+++ Material shown +++

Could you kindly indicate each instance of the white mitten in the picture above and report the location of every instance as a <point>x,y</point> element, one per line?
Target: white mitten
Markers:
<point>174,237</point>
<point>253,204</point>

+++

- **Exercise requirements**:
Write the complete data out, exactly as above.

- **Task result**:
Could you kindly indicate each instance of the white mitten in the picture above and report the location of every instance as a <point>x,y</point> element, one per line?
Target: white mitten
Markers:
<point>174,237</point>
<point>253,204</point>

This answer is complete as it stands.